[start]
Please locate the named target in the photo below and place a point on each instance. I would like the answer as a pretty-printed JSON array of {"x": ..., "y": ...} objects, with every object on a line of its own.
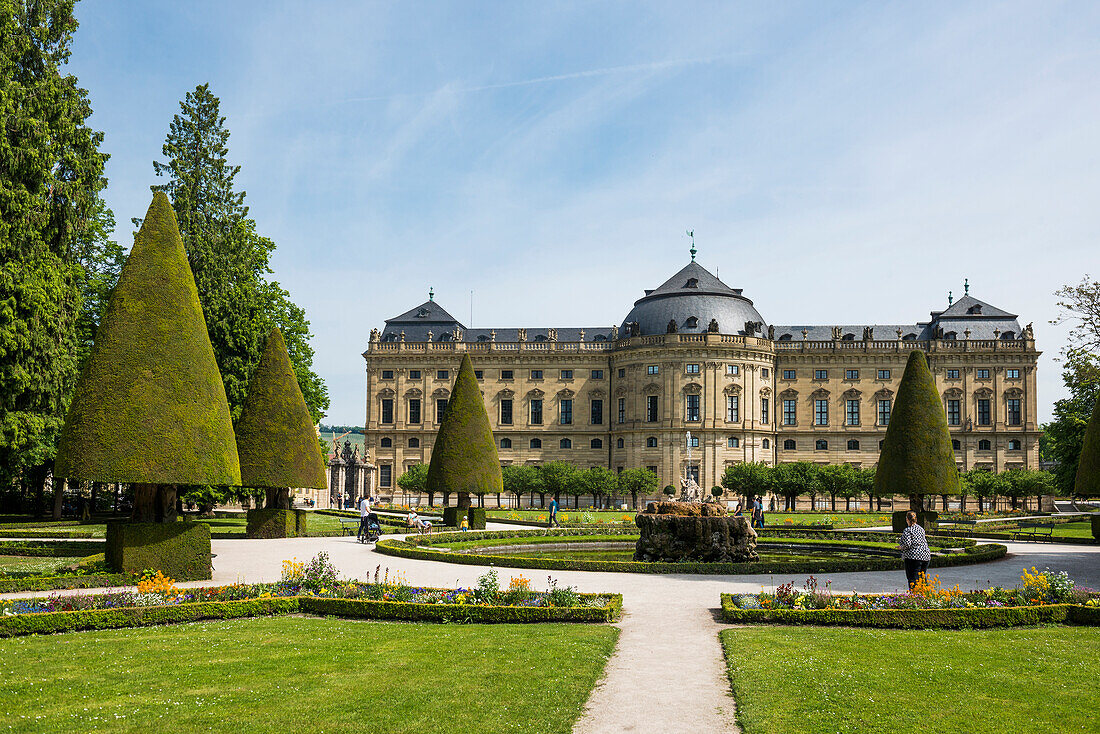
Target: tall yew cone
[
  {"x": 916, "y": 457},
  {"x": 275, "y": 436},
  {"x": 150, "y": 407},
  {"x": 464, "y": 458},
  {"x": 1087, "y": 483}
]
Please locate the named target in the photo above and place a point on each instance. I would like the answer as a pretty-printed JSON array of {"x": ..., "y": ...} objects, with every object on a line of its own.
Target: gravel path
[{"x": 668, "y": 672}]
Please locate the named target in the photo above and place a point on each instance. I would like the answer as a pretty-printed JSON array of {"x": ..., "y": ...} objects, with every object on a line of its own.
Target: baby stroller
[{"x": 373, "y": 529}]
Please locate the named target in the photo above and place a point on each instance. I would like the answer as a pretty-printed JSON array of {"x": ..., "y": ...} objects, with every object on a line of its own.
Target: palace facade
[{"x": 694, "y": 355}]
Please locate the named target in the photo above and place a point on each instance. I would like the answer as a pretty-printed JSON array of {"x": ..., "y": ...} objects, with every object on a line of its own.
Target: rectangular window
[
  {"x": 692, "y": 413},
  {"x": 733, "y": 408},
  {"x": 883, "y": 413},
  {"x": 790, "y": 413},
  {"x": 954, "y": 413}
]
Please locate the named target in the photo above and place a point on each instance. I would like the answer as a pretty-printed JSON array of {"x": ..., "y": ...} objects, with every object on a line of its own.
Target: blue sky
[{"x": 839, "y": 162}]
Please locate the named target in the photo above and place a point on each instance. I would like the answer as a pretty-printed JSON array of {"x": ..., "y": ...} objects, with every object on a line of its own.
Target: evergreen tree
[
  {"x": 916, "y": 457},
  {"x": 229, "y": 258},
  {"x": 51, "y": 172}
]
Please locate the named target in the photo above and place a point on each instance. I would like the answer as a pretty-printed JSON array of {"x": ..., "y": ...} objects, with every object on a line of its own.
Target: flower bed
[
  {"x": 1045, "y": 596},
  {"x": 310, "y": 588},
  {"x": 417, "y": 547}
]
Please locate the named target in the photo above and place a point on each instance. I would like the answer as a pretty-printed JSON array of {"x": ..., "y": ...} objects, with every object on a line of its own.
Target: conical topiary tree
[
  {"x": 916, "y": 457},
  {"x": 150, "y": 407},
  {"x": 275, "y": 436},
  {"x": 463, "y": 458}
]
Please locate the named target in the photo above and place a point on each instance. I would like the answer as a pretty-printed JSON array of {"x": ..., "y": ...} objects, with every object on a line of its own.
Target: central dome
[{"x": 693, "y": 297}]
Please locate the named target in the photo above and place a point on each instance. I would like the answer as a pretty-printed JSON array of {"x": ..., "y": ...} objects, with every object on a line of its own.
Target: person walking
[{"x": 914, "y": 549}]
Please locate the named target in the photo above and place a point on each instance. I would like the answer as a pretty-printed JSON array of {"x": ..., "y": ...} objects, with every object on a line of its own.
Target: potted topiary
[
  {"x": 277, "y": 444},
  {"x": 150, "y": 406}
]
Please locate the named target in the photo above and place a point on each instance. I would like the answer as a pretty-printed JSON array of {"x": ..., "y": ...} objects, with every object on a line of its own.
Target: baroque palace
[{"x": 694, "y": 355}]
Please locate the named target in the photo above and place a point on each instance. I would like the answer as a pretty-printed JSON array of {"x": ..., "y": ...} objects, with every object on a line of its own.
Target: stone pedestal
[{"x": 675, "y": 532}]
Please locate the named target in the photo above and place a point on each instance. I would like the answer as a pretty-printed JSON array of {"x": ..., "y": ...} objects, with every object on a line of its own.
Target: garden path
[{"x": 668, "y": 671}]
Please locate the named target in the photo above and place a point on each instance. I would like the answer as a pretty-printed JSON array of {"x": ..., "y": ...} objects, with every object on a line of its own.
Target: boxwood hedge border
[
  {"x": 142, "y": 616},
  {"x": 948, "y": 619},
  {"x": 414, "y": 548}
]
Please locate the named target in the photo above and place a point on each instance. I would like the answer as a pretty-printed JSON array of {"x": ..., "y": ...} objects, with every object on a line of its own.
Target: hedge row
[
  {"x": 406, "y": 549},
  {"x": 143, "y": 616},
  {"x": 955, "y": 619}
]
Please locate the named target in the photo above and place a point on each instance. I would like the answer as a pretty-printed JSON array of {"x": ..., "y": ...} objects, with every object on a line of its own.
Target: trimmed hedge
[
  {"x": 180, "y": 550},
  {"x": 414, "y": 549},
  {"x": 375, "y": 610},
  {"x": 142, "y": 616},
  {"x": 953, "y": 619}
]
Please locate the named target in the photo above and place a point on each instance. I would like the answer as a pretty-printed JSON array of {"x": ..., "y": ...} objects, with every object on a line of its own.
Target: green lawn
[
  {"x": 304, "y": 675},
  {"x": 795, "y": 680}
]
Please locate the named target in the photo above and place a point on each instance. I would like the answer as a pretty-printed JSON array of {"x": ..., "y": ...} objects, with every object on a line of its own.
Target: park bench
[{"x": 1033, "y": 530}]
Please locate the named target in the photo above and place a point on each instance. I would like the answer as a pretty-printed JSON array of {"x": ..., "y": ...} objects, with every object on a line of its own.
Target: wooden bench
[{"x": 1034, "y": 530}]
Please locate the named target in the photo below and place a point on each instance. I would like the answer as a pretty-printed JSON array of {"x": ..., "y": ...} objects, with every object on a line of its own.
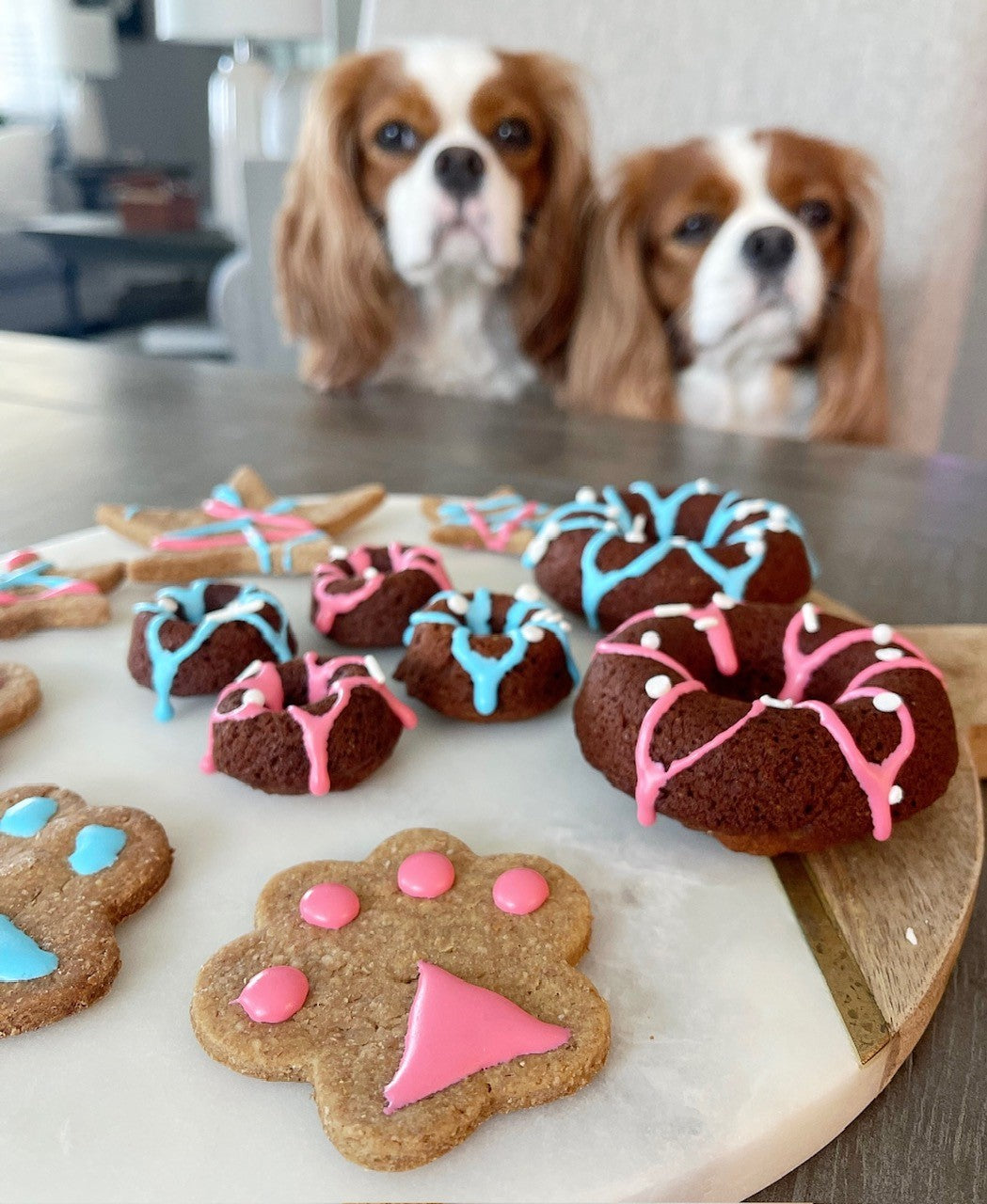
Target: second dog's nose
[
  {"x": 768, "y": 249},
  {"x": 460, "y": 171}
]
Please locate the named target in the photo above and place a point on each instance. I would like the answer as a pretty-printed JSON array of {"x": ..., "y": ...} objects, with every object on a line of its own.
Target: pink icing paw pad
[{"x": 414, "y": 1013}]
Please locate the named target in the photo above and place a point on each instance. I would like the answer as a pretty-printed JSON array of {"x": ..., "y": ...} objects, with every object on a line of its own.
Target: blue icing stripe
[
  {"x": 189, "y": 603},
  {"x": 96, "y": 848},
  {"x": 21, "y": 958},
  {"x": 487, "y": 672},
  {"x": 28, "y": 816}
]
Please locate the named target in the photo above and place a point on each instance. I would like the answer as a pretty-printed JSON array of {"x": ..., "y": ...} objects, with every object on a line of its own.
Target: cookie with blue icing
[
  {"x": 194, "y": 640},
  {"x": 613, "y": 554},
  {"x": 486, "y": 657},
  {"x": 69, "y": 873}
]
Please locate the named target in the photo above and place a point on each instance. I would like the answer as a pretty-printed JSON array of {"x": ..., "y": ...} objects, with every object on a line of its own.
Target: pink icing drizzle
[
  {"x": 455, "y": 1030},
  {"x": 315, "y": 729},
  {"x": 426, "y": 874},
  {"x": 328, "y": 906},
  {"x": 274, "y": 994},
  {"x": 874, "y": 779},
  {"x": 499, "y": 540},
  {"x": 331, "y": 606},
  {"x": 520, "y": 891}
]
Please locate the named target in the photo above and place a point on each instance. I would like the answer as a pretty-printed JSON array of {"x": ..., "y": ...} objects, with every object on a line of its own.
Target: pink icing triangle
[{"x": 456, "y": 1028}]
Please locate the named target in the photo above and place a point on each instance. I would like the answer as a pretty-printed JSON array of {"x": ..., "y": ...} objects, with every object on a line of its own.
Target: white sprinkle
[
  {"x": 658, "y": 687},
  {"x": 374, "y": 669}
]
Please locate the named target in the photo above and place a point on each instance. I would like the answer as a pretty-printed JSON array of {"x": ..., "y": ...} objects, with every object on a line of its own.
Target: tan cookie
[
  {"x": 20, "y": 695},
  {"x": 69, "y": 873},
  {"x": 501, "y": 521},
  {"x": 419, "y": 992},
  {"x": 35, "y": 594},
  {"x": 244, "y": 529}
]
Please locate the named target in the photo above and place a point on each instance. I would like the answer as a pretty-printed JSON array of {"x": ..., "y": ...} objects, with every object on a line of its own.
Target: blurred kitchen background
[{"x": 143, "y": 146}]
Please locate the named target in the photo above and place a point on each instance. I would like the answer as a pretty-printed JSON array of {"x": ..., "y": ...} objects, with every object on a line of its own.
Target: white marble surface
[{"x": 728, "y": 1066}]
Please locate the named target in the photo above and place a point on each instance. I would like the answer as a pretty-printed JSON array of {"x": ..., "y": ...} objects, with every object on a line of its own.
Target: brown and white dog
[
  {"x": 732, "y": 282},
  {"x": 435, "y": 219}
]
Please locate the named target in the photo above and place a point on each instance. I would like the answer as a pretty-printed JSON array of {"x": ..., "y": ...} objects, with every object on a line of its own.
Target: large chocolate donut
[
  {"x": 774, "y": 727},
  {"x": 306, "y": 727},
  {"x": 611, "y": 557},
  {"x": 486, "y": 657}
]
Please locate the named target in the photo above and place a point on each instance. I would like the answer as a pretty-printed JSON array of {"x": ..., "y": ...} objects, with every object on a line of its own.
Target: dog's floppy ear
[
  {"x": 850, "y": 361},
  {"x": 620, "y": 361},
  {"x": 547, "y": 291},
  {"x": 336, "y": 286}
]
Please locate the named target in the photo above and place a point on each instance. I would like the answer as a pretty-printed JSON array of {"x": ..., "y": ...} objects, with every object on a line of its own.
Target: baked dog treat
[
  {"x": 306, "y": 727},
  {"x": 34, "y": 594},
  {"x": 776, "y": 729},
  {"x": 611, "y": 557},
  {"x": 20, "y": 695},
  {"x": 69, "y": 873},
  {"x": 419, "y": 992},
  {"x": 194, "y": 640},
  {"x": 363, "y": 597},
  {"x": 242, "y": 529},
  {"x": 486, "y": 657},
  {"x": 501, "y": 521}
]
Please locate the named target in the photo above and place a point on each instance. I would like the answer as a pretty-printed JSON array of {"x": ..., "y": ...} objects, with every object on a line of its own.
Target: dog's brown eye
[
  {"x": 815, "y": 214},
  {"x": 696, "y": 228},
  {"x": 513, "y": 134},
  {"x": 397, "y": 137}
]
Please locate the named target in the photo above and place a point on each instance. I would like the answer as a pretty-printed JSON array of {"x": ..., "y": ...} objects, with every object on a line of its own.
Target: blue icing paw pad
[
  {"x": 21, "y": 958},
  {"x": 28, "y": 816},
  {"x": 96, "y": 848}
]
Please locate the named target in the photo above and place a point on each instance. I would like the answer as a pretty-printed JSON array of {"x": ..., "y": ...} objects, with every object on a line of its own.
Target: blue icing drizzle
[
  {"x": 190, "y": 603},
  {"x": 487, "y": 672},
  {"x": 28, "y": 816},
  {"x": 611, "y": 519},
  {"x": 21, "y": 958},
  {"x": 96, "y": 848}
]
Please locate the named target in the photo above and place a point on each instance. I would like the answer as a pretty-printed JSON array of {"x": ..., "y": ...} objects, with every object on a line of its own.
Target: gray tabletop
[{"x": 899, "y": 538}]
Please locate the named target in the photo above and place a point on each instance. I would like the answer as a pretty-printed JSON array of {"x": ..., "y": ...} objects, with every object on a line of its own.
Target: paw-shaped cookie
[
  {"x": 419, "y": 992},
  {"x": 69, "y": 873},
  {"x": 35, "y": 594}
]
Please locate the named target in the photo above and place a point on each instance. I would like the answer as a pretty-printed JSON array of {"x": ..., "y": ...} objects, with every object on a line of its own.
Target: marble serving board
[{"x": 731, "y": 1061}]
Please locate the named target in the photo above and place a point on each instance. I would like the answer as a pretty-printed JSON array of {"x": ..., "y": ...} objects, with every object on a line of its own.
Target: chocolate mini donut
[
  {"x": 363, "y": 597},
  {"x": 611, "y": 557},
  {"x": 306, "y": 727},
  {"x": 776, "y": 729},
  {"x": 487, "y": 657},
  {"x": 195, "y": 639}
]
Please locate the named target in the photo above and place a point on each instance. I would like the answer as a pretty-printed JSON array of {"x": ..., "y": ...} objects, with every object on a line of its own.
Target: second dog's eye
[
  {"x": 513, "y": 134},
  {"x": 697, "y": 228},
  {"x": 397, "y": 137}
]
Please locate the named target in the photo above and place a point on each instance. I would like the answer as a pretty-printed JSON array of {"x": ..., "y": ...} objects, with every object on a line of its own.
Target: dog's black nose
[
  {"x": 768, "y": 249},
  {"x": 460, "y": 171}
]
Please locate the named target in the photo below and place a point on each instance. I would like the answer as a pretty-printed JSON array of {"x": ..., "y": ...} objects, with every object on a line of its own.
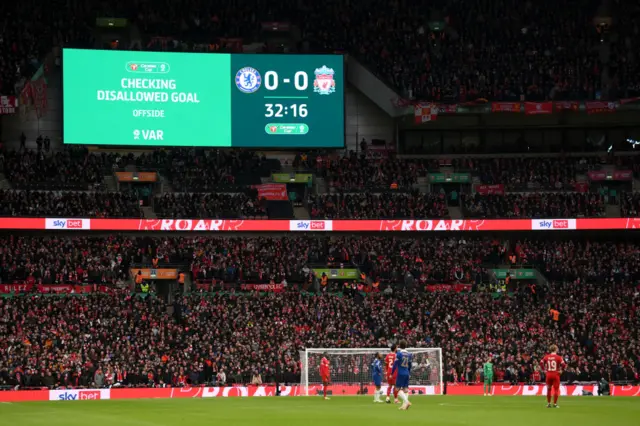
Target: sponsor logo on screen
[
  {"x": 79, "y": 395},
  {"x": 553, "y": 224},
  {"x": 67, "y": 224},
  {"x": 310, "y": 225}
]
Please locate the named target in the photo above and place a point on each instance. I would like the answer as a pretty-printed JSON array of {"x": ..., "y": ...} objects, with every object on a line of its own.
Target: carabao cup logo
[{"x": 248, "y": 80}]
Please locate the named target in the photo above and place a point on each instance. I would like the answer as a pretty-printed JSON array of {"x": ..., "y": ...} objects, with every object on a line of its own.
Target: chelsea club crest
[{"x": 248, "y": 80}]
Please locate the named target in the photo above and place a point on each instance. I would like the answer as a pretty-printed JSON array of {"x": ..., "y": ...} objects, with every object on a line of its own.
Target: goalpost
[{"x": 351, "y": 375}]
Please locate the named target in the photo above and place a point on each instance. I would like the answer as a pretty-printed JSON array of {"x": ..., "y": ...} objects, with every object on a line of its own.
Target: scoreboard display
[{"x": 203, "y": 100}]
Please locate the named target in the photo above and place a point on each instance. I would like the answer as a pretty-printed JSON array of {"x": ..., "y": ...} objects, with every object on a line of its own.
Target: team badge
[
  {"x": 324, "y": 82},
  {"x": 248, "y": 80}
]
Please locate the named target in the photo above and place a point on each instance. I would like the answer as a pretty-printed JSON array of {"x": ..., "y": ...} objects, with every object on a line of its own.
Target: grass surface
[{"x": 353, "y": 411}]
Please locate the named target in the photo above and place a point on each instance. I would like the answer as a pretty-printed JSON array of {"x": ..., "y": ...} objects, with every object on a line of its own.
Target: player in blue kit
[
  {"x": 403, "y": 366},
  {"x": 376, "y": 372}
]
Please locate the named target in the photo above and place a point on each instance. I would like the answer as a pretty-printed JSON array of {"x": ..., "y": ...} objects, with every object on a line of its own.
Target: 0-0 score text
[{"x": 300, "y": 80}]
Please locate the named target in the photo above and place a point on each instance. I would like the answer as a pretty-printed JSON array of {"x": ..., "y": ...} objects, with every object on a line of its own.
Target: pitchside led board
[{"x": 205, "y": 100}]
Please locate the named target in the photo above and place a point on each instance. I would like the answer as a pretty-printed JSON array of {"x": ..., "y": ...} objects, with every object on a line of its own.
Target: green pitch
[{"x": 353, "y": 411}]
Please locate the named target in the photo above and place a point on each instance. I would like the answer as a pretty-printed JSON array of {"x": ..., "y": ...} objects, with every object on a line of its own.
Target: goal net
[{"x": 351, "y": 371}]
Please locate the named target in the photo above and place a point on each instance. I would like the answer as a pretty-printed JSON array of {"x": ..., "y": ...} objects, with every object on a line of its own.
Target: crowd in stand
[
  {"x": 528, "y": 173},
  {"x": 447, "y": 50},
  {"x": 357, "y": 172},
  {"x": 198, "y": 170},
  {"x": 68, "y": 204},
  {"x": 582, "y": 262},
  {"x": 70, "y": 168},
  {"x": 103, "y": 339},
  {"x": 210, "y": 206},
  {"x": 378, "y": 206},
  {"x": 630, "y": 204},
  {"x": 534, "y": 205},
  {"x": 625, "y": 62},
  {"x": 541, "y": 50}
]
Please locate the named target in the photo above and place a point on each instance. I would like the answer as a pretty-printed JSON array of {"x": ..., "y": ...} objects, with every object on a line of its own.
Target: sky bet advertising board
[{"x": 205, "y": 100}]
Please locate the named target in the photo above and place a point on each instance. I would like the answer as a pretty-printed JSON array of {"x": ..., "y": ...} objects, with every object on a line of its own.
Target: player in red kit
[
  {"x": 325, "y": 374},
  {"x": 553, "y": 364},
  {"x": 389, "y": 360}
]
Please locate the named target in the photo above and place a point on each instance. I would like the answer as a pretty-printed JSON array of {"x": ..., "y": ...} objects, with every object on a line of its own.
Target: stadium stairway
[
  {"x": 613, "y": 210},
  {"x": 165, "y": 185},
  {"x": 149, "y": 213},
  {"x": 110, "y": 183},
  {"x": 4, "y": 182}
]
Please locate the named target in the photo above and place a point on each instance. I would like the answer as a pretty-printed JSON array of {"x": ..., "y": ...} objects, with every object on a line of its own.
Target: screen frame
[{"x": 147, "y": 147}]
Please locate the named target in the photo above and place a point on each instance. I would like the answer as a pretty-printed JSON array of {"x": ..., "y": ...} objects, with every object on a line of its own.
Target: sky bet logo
[end]
> [Instructions to follow] Show every line of the records above that contains the word "screen", with case counting.

> [Answer to the task]
Target: sponsor logo on screen
Target: screen frame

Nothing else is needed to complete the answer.